§ Passage provided
Durham invoked the concept of epistasis to explain that coat colour relied on the relationship between four different factors. The term "epistasis" was coined by William Bateson, and Durham invoked it to explain how genes could interact in a more complex way than the simple dominant and recessive characteristics identified by Gregor Mendel. She wrote, "the terms 'dominant' and 'recessive' should only be applied to express relationship between factors in the same allelomorphic pair". She also undertook some chemical analysis of the pigments in mouse skin and hair in the Chemistry Department of Cambridge University with Gowland Hopkins.
She worked on several projects. In 1905 she began a collaboration with Dorothea Charlotte Edith Marrya on sex inheritance and eye colour in canaries. Their published observations in Durham and Marryat (1908) that pink eyes and female sex were inherited together in cinnamon canaries provided a possible mammalian example for sex linkage that had been recorded in moths. Durham continued working with canaries for at least the next decade.

In 1906 she attended the Third International Conference on Genetics in London and attended a further international congress in 1911.
In 1910 she gave a lecture about 'Mendelism and the Laws of Heredity' to the Girton Natural Sciences Club, illustrated with mice that she had bred.
In 1910, she moved to the new John Innes Horticultural Institute in Surrey where Bateson had accepted a position as director to work with him on plant genetics, including a study of tetraploid primrose hybrids.

===Medical Research Council, 1917-1930===

From 1917 until her retirement in 1930, Durham worked for the Central Research Laboratory (now the National Institute for Medical Research), in its Division of Biochemistry and Pharmacology, working under Henry Dale. Her work mainly focused on neosalvarsan, an organoarsenic compound that was used to treat syphilis. She and her colleague Miss Marchal were responsible for ensuring that preparations of neosalvarsan met the quality standard and issuing licences on behalf of the Board of Trade.

§ Assignment 1
According to the passage on Durham's research, who coined the term "epistasis"?
§ Assignment 2
In the passage on Durham's research, write out the part from "In 1910, she" to "tetraploid primrose hybrids.", swapping "primrose" for "cowslip".
§ Assignment 3
Summarize the passage on Durham's research in two sentences.

§ Data listing
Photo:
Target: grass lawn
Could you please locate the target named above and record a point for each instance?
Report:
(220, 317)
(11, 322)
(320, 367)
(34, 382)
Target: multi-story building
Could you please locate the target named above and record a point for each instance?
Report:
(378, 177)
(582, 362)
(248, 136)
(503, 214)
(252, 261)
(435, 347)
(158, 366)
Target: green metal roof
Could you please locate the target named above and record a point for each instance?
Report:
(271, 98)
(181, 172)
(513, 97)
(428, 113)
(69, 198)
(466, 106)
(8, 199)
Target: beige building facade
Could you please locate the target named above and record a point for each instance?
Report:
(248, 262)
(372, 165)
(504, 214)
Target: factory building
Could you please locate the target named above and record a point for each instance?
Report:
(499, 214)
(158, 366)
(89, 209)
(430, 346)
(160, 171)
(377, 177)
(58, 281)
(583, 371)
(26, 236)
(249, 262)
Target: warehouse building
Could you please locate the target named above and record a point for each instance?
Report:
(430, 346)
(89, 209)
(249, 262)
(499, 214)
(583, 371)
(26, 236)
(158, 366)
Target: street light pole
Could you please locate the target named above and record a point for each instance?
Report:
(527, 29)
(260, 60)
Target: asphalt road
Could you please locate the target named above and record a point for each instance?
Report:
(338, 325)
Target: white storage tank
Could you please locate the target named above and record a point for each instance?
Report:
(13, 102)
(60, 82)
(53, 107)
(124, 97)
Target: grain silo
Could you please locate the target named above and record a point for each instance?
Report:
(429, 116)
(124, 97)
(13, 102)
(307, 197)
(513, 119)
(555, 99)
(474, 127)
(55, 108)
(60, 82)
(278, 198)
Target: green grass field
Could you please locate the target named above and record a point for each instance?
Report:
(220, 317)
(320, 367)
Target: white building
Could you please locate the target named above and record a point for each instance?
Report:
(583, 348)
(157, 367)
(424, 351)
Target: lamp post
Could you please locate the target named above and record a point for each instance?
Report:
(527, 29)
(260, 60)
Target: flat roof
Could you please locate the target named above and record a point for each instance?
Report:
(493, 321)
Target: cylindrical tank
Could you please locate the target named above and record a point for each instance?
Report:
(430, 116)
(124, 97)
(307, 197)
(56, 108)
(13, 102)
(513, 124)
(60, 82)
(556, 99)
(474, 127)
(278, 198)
---
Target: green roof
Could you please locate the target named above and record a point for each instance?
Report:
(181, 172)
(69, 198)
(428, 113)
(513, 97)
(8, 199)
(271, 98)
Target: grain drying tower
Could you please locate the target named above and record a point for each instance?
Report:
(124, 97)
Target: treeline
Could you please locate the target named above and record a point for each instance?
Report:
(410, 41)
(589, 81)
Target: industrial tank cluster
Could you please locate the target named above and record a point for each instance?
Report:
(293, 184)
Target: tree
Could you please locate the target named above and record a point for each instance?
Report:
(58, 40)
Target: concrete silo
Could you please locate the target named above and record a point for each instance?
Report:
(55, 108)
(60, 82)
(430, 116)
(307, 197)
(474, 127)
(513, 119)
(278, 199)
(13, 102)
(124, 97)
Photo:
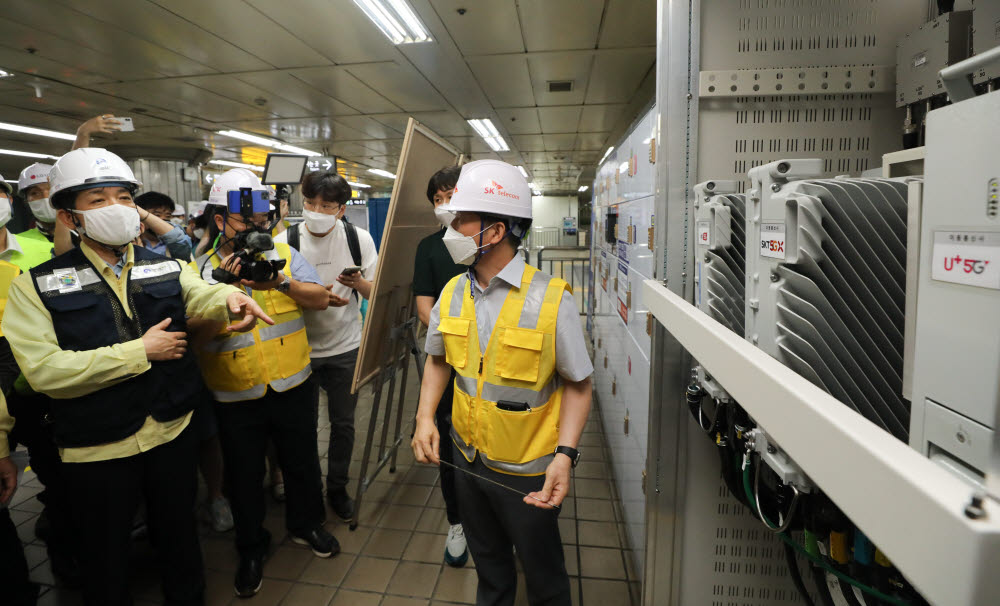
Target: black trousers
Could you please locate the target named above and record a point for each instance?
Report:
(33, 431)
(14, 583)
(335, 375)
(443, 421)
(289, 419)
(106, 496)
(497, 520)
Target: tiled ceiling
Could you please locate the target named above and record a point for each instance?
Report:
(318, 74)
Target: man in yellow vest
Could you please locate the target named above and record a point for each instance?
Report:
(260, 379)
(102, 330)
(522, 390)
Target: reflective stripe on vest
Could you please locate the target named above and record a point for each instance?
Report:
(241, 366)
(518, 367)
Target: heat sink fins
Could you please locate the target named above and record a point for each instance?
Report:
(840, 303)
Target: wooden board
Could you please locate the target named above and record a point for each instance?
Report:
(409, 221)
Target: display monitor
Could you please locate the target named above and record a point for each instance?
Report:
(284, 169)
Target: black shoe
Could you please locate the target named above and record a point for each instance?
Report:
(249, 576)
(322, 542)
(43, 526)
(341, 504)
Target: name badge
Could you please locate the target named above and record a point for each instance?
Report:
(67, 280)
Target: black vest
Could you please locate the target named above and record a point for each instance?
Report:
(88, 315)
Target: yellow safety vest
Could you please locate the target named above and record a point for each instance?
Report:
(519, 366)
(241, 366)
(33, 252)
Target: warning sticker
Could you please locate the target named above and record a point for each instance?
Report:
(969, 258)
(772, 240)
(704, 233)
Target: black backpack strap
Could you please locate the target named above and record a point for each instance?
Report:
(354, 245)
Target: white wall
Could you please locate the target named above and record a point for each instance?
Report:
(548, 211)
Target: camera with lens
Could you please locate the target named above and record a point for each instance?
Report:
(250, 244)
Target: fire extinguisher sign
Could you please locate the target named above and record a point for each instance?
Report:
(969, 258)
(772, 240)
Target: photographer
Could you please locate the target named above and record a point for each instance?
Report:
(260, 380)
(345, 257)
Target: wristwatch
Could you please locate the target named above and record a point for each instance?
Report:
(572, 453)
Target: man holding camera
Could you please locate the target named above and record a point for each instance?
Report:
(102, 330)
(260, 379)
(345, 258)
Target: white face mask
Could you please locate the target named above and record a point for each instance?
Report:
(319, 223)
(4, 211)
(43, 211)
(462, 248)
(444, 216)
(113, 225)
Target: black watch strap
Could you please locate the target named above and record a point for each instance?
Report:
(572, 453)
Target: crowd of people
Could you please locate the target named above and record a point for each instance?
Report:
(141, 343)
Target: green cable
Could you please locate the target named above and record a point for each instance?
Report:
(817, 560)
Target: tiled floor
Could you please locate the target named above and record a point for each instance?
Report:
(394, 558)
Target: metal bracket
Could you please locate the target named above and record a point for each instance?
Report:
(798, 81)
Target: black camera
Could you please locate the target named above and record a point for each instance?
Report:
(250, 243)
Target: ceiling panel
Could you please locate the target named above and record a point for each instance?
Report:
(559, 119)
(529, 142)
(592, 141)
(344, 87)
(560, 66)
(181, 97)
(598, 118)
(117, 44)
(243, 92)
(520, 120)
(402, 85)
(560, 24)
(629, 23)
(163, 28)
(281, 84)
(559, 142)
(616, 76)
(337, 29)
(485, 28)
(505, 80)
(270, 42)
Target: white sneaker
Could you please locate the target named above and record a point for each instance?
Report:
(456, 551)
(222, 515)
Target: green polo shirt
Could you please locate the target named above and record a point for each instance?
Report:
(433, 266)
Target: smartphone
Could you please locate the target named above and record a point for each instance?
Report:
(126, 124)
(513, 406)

§ Expected output 1
William Bateson

§ Expected output 2
In 1910, she moved to the new John Innes Horticultural Institute in Surrey where Bateson had accepted a position as director to work with him on plant genetics, including a study of tetraploid cowslip hybrids.

§ Expected output 3
Durham used Bateson's concept of epistasis to explain how coat color depended on four interacting factors, studied sex inheritance and eye color in canaries with a collaborator, and in 1910 moved to the John Innes Horticultural Institute to work with Bateson on plant genetics. From 1917 until her retirement in 1930, she worked at the Central Research Laboratory under Henry Dale, mainly on neosalvarsan, a syphilis treatment whose preparations she helped check against the quality standard.